Reading passage Block Start
Q. To what extent do you consider freedom of the press and free speech under threat today?

A. Free speech is counterintuitive—you’re not born believing in free speech. As a First Amendment expert, my view is that every single generation has to relearn free speech. It’s only after a society has considered the alternatives, thought about the roles of censorship, developed notions of the people being the sovereign rather than the government—these are things we think of as somewhat elementary, learned after civilization experiences horrible things and then tries to correct them. I always see anti-free speech, that’s my line of work. But there’s no doubt that the trends around the world are going in the wrong direction, including here in the U.S. We’ve experienced earlier eras of intolerance for dissent and threats to free expression, but the kinds of presidential attacks on journalists as “enemies of the people,” the relentless claims of “fake news” and disturbing online intimidation of individual journalists are an alarming abandonment of the foundations of public discourse.

Q. One area where universities themselves have been criticized is in not wanting to hear speakers whose views may be controversial or unpopular. What is the remedy for that?
Reading passage Block End
Data section Block Start
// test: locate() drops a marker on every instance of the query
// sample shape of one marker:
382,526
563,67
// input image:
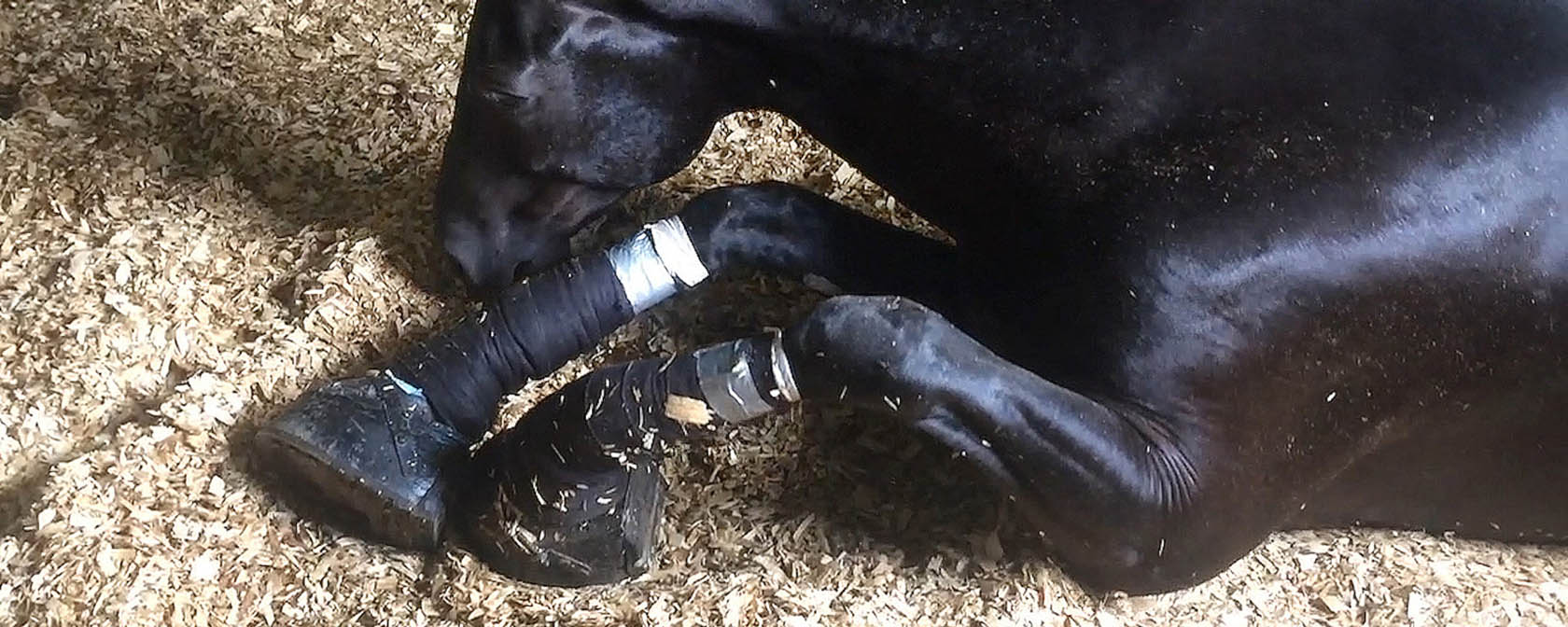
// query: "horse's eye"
505,99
Data section Block End
The task: In the free speech interview, what does the speaker say every single generation has to do?

Problem solution: Every generation has to relearn free speech.